### Aim 1
In the thread on S3 checksum validation, rewrite the passage from "The checksum is" to "I doing wrong?", swapping "ChecksumValidationStatus" for "ValidationStatus" wherever it appears.
### Aim 2
List every property that the code in the thread on S3 checksum validation assigns inside a PutObjectRequest initializer.

### Document text
— BEGIN —
Search code examples
c#amazon-web-servicesamazon-s3aws-sdkaws-sdk-net

How can I check that S3 has validated the checksums for my object when using the AWS SDK for .NET?


I'm uploading a file using PutObject which works, but how do I tell if the MD5 checksum has been verified?

var s3Client = new AmazonS3Client();

string base64Checksum;
using (var md5 = MD5.Create())
{
    byte[] fileBytes = File.ReadAllBytes(filePath);
    byte[] hash = md5.ComputeHash(fileBytes, 0, fileBytes.Length);
    base64Checksum = Convert.ToBase64String(hash);
}

var putRequest = new PutObjectRequest()
{
    BucketName = bucketName,
    Key = objectKey,
    FilePath = filePath,
    ContentType = "application/txt",
    MD5Digest = base64Checksum 
};

await s3Client.PutObjectAsync(putRequest);

And in the response, ResponseMetadata.ChecksumAlgorithm is set to NONE and ChecksumValidationStatus is NOT_VALIDATED.

Does this mean the MD5 hash I've provided has not been validated?

And alternatively, if I set ChecksumAlgorithm to ChecksumAlgorithm.SHA256:

var putRequest = new PutObjectRequest()
{
    // ...
    ChecksumAlgorithm = ChecksumAlgorithm.SHA256
};

The checksum is calculated by AWS, but ChecksumAlgorithm and ChecksumValidationStatus still remains as the above.

And even if I calculate it myself and set it:

var putRequest = new PutObjectRequest()
{
    // ...
    ChecksumSHA256 = sha256Checksum
};

I still get ChecksumAlgorithm set to NONE and ChecksumValidationStatus is NOT_VALIDATED.

What am I doing wrong?


Solution

  • Does this mean the MD5 hash I've provided has not been validated?

    No, it has been validated.

    MD5 checksum verification is done automatically by Amazon S3 based on a MD5 checksum that is sent via the Content-MD5 header.
— END —
Source records
— BEGIN —
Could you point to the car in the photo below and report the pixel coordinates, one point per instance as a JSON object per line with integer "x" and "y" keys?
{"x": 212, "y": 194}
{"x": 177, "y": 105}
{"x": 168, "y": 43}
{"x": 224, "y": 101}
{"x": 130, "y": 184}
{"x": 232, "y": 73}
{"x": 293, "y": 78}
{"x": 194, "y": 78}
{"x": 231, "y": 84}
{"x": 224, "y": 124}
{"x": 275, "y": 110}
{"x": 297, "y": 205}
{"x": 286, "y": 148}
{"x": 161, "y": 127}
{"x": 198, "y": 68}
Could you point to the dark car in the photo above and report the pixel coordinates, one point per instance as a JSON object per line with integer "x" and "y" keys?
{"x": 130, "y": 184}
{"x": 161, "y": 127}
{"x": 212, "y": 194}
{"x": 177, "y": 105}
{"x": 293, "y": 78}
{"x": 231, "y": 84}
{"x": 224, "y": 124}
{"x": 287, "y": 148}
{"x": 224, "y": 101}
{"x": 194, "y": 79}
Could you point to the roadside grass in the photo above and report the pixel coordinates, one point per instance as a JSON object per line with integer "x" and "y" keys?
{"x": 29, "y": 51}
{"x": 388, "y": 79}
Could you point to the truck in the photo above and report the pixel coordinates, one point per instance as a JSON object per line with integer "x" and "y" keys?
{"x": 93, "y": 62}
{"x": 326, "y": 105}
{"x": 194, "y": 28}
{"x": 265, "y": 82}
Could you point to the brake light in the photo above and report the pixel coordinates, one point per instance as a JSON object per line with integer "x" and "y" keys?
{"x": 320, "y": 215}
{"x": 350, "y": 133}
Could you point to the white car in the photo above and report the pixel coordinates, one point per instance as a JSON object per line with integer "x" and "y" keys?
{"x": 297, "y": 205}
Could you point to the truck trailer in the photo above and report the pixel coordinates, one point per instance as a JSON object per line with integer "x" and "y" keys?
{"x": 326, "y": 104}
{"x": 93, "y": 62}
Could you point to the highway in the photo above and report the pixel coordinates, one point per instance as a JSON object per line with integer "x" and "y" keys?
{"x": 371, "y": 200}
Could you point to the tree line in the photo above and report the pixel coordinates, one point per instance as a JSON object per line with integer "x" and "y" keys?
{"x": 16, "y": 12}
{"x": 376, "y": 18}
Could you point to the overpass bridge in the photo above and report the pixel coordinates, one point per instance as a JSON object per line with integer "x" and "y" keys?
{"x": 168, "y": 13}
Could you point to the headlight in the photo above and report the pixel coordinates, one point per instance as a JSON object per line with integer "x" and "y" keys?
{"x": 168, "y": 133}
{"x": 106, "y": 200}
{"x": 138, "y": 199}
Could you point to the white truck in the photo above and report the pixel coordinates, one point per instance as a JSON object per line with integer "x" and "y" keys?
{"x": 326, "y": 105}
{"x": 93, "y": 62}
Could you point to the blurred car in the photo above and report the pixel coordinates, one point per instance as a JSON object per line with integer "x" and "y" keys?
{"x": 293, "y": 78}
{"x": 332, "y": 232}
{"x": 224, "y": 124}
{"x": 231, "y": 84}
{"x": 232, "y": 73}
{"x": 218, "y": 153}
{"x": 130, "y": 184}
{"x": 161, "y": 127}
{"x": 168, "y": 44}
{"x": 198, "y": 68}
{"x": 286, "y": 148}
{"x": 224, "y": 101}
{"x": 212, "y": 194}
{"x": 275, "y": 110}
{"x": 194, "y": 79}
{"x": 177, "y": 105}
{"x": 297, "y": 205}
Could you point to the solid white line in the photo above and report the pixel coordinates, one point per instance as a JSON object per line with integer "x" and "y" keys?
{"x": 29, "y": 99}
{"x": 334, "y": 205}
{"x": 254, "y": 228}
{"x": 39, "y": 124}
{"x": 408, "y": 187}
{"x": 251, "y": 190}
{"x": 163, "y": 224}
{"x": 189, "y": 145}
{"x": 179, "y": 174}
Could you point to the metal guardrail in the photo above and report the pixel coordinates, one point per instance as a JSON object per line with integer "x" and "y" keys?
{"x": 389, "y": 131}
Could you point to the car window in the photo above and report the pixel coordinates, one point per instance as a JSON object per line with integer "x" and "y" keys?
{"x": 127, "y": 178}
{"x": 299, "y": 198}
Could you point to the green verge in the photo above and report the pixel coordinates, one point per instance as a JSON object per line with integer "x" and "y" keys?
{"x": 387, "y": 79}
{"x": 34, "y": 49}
— END —
### Correct response 1
The checksum is calculated by AWS, but ChecksumAlgorithm and ValidationStatus still remains as the above.

And even if I calculate it myself and set it:

var putRequest = new PutObjectRequest()
{
    // ...
    ChecksumSHA256 = sha256Checksum
};

I still get ChecksumAlgorithm set to NONE and ValidationStatus is NOT_VALIDATED.

What am I doing wrong?

### Correct response 2
BucketName
Key
FilePath
ContentType
MD5Digest
ChecksumAlgorithm
ChecksumSHA256